[Dataset records Boundary: Start]
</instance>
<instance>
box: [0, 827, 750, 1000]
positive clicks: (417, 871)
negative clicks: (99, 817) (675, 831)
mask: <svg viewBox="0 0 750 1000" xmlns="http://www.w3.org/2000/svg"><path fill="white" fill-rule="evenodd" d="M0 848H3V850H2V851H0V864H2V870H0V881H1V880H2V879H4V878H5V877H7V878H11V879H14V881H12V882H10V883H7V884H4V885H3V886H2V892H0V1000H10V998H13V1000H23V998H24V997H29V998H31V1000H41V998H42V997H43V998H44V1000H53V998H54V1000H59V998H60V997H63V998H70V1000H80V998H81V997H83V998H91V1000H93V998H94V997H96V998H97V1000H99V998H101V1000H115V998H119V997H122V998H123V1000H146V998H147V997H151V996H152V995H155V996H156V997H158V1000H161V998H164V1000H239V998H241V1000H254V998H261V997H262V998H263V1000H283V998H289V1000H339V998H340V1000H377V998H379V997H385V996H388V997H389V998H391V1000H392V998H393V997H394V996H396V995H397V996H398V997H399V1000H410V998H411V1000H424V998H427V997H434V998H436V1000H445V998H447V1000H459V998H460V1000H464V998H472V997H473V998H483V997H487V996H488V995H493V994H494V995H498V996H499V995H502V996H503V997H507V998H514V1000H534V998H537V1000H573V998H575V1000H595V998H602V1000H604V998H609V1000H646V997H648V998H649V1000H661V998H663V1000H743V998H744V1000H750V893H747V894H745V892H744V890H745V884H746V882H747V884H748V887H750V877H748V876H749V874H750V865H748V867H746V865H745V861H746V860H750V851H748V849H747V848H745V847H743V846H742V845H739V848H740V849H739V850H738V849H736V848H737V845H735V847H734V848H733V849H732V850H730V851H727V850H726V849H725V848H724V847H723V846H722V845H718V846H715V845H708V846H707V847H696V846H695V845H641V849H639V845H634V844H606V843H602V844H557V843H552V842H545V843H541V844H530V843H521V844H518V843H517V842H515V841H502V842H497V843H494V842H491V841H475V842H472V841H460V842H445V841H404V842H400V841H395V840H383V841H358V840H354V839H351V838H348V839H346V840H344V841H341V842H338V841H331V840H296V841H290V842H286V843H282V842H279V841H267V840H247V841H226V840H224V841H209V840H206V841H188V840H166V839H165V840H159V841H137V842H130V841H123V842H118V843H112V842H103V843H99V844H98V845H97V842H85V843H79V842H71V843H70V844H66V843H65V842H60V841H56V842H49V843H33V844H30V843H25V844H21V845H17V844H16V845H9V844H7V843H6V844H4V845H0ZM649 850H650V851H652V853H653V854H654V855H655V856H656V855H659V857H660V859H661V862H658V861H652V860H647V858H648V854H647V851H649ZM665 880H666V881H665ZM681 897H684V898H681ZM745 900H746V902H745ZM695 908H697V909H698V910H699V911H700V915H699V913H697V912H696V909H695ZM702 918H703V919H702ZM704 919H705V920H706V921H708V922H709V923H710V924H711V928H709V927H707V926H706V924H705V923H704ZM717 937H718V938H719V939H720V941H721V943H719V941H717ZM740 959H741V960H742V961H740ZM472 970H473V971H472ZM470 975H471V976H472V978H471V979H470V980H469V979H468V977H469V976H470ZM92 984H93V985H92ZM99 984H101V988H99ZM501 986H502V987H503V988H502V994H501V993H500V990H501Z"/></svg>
[Dataset records Boundary: End]
Required work:
Output all lines from the beginning of the data up to the line holding "positive clicks: (417, 871)", that line included, exactly as written.

Solution to the problem:
</instance>
<instance>
box: [0, 827, 750, 1000]
positive clicks: (417, 871)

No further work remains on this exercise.